-- What this task involves --
Rewrite the material as a numbered list with blank lines omitted, starting at the line that contains "around the roof" and ending after the line that contains "[830, 599, 1027, 625]".

-- Data excerpts --
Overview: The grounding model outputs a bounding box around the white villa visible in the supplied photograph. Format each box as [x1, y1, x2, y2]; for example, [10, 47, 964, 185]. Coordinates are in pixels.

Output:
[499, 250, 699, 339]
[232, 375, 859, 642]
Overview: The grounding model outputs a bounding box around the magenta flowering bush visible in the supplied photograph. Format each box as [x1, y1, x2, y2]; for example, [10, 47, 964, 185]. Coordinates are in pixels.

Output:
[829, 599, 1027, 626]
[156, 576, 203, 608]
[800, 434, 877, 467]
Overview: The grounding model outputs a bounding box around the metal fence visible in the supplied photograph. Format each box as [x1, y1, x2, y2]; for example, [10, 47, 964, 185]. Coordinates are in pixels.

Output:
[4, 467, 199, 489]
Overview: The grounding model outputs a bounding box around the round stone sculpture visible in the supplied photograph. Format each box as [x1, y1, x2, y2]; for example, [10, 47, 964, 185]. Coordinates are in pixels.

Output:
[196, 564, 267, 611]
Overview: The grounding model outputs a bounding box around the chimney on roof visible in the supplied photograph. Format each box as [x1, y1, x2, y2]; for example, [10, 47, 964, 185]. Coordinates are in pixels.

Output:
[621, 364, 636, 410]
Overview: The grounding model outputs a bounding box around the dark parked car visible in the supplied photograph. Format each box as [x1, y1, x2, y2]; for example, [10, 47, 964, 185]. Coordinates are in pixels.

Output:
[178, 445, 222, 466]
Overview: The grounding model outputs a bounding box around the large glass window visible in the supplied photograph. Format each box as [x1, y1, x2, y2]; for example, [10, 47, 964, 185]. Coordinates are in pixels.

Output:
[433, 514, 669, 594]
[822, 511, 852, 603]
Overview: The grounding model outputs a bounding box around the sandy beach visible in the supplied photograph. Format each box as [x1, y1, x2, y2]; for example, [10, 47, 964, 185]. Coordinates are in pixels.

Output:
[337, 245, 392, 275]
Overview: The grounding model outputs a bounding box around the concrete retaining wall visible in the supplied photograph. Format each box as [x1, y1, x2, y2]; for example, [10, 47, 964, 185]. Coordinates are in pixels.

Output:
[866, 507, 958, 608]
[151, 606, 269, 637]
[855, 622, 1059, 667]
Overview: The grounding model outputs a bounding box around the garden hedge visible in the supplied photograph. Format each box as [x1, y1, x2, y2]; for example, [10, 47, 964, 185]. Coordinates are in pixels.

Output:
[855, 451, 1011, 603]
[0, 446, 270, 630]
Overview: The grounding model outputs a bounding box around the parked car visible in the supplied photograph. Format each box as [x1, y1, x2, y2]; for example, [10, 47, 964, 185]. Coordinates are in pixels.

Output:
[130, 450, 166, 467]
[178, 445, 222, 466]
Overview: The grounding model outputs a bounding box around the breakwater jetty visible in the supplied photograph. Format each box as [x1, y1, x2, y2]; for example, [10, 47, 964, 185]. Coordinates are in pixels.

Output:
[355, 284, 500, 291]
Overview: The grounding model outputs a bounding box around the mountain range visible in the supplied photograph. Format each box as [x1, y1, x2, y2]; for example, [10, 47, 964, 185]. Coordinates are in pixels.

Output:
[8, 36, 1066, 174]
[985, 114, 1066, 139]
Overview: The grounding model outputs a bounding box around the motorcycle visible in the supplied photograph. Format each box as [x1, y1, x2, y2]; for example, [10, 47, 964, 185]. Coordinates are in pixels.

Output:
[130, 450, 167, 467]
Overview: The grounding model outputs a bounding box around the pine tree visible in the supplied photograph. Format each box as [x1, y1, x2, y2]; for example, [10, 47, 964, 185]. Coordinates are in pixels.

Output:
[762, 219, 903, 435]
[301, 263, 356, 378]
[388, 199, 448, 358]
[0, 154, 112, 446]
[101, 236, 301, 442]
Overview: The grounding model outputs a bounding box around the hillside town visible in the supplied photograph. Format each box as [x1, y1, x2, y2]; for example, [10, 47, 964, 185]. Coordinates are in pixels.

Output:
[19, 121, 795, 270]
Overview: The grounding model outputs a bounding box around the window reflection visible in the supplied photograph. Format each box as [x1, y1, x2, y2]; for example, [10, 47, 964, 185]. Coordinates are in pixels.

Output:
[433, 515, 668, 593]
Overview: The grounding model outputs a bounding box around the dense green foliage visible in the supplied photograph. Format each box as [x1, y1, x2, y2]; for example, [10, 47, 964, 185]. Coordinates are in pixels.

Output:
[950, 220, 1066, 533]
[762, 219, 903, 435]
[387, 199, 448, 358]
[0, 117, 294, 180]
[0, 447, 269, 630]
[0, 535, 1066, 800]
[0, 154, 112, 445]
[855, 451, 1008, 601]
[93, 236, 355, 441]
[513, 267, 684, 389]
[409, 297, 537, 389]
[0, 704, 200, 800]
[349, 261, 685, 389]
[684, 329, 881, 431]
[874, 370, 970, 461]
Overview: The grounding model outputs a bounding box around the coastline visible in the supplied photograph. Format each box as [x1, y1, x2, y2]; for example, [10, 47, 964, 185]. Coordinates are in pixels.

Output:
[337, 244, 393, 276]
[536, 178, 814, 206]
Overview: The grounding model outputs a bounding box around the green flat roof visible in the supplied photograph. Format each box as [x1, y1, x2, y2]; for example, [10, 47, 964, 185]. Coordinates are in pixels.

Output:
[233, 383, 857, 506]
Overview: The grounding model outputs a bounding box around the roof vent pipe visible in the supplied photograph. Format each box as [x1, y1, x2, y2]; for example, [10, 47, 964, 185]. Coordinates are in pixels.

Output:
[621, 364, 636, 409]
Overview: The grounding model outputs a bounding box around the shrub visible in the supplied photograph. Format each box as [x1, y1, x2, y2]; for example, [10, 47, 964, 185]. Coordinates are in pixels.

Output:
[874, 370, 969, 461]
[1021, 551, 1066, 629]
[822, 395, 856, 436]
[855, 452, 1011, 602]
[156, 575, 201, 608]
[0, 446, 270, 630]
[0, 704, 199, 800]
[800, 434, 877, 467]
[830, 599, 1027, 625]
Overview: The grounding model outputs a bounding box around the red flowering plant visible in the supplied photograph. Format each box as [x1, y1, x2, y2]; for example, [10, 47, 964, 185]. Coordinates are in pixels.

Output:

-- Full output --
1. Overview: The grounding model outputs a bounding box around the roof vent pipe visible in the supplied photograph. Format each box as [x1, y1, x2, y2]; for example, [10, 47, 964, 185]. Coordinates are in pixels.
2. Output:
3. [621, 364, 636, 409]
4. Overview: The grounding model outputs a bounding box around the shrub visible in the supplied photograph. Format each box as [x1, y1, x2, y2]; for example, [10, 47, 964, 185]. Coordinates are in pixels.
5. Output:
6. [874, 370, 969, 461]
7. [1021, 551, 1066, 629]
8. [822, 395, 856, 436]
9. [855, 452, 1011, 602]
10. [156, 575, 201, 608]
11. [0, 446, 270, 630]
12. [0, 704, 199, 800]
13. [800, 434, 877, 467]
14. [830, 599, 1027, 625]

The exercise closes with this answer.